Excerpts from a point labeling dataset:
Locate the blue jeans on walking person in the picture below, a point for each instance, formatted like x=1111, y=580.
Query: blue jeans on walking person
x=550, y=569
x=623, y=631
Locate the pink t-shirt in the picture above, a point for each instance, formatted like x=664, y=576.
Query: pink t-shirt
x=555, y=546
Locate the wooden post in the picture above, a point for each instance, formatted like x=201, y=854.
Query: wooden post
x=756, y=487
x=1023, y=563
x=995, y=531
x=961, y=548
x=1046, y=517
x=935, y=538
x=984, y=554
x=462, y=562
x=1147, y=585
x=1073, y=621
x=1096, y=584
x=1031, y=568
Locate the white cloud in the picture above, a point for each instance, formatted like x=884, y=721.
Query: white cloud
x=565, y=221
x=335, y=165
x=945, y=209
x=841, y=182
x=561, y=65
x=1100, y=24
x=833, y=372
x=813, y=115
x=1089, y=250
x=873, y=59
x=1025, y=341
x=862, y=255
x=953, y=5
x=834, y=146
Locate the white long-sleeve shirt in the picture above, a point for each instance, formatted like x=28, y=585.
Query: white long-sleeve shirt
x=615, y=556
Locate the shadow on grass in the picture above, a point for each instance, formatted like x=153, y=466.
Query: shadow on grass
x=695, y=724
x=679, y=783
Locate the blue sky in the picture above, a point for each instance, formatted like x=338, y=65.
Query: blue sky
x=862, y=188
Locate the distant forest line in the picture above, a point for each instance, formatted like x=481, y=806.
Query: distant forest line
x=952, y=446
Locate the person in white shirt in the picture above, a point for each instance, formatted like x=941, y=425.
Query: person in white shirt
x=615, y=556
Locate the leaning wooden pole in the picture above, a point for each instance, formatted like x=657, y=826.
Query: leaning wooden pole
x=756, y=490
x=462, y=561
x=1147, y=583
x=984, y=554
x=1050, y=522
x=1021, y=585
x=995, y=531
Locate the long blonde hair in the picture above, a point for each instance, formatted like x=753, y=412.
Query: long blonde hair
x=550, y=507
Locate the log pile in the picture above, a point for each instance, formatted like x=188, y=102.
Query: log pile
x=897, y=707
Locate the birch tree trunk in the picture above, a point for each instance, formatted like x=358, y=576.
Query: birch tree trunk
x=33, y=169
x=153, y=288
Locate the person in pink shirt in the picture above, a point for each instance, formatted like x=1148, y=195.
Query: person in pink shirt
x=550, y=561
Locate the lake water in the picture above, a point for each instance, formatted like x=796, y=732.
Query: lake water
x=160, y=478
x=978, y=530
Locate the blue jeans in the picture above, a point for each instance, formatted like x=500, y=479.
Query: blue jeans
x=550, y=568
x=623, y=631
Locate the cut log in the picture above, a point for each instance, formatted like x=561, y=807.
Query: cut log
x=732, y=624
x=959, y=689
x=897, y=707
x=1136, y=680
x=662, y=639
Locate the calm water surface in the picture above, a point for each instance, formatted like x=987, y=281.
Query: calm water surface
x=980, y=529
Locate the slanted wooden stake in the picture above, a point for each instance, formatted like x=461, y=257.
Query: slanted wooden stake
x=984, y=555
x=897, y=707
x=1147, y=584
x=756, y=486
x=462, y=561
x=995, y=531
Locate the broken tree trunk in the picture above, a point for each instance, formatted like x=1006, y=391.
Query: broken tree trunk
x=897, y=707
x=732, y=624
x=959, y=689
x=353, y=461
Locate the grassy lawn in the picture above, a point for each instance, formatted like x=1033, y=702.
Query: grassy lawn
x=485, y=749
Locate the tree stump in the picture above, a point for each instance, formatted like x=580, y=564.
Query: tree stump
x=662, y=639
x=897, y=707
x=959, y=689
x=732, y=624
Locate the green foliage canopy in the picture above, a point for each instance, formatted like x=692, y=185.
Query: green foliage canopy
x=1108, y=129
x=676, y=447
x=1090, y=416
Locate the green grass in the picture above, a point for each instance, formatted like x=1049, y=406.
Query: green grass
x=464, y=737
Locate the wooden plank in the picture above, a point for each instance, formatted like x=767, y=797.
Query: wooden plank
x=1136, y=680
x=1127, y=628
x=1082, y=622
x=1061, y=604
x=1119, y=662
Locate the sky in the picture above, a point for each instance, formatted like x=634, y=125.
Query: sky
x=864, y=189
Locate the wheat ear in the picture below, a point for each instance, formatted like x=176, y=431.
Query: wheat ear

■ EXERCISE INSTRUCTIONS ■
Write out every one of the rows above word for word, changing nothing.

■ OUTPUT OF THE EXERCISE ■
Locate the blue jeans on walking person in the picture below, a point for each instance, formatted like x=1111, y=580.
Query: blue jeans on walking person
x=550, y=569
x=623, y=631
Locate the pink t-shirt in the picture above, a point for each instance, formatted like x=664, y=576.
Query: pink t-shirt
x=555, y=546
Locate the wooden post in the picture above, a point for each instance, formatted like x=201, y=854.
Query: wooden post
x=756, y=487
x=1023, y=563
x=995, y=531
x=961, y=548
x=1046, y=517
x=935, y=538
x=984, y=554
x=462, y=562
x=1147, y=585
x=1073, y=621
x=1096, y=584
x=1031, y=568
Locate the white cloud in the picture above, a point for each instance, formatted like x=884, y=721.
Query: white cloud
x=565, y=221
x=335, y=165
x=945, y=209
x=841, y=182
x=561, y=65
x=1100, y=24
x=833, y=372
x=813, y=115
x=1089, y=250
x=873, y=59
x=1025, y=341
x=862, y=255
x=953, y=5
x=834, y=146
Locate the white long-sleeve shirt in the picture above, a point for each instance, formatted like x=28, y=585.
Query: white long-sleeve shirt
x=615, y=556
Locate the shadow on grass in the picture above, a point for each instance, formatted like x=153, y=466.
Query: shadow on grass
x=695, y=724
x=679, y=783
Locate the blue sky in the picture above, a point for each instance, formatted like x=338, y=65.
Query: blue sky
x=862, y=188
Locate the distant forest line in the picture above, a point for each instance, formatted like x=481, y=806.
Query: distant forest line
x=952, y=446
Locate the person in white shirt in the picture above, a point for each instance, formatted like x=941, y=425.
Query: person in white shirt
x=615, y=556
Locate the leaning wooden pole in the picture above, a point for each instance, formatted like x=657, y=826.
Query: leaning wooden pole
x=756, y=490
x=462, y=561
x=1147, y=583
x=984, y=554
x=1050, y=522
x=1021, y=585
x=995, y=531
Locate the long blonde hair in the picture above, a point for each instance, formatted like x=753, y=412.
Query: long blonde hair
x=550, y=507
Locate the log pile in the picture above, a point for each instance, formatted like x=188, y=102.
Query: log pile
x=897, y=707
Locate the birch tree trunk in the picture above, a point for each instance, formatted like x=358, y=576.
Query: birch tree trunk
x=33, y=169
x=153, y=288
Locate the person in pink shirt in the picture above, a point for each instance, formatted like x=1148, y=195.
Query: person in pink shirt
x=550, y=561
Locate the lake water in the picture above, a point for each instance, formatted like x=796, y=732.
Query: lake water
x=160, y=478
x=978, y=530
Locate the blue jeans in the picture above, a point for each instance, formatted like x=500, y=479.
Query: blue jeans
x=550, y=568
x=623, y=631
Locate the cut log in the picture above, a point for each instance, formatted like x=561, y=807.
Query: cut log
x=732, y=624
x=959, y=689
x=897, y=707
x=1136, y=680
x=662, y=639
Locate the calm water surface in the picture above, a point for each instance, formatted like x=987, y=281.
Query: calm water surface
x=980, y=529
Locate the slanted wooden stake in the picture above, a point for each instance, formatted like x=461, y=257.
Query: slanted wooden stake
x=984, y=555
x=897, y=707
x=1147, y=584
x=756, y=486
x=462, y=561
x=995, y=531
Locate the broken tree trunk in the picture above, a point for each instance, formatted like x=1006, y=391.
Query: broken tree trunk
x=897, y=707
x=732, y=624
x=959, y=689
x=353, y=461
Locate the grassy lawn in the picture above, a point for each instance, formatted like x=1033, y=702.
Query: grassy lawn
x=485, y=749
Locate the tree stump in the picture above, a point for each instance, formatted like x=580, y=564.
Query: tree stump
x=662, y=639
x=897, y=707
x=959, y=689
x=732, y=624
Locate the green foliage canopy in the picture above, a point for each instance, formatted like x=692, y=185.
Query: green foliage canopy
x=1108, y=129
x=676, y=447
x=1090, y=416
Locate the green grass in the picture above, a point for each instance, formatted like x=1049, y=406.
Query: green grass
x=464, y=737
Locate the wooden plank in the picture above, a point for each instance, formatted like x=767, y=797.
Query: wooden plank
x=1136, y=680
x=1127, y=628
x=1082, y=622
x=1061, y=604
x=1119, y=662
Locate the sky in the picture above, a point for each instance, formatted like x=634, y=125.
Query: sky
x=864, y=189
Locate the wheat ear in the picture below, a point for each instance, formatted like x=176, y=431.
Query: wheat ear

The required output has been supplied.